**WHAT YOU SHOULD DO:** Extract the lines of the rows that begin with the line containing "point: the distant" and run through the last line of the rows, both included. Reproduce each of these lines without any change.

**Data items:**
# # # # # # #

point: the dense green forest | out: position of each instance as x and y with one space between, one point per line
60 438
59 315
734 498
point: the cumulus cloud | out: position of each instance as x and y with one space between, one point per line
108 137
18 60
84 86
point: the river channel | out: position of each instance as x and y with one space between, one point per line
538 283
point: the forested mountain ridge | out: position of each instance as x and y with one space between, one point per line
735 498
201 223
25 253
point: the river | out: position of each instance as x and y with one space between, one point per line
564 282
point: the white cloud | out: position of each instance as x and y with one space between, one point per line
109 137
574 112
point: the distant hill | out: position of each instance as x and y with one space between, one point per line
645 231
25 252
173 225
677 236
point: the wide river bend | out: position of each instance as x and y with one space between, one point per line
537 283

# # # # # # #

**FINAL ANSWER:**
point: the distant hill | out: position of each instance as x and y with one space between, one point per line
645 231
25 252
173 225
677 236
point: the wide river bend | out: position of each instance as x and y with one space between, one point per line
537 283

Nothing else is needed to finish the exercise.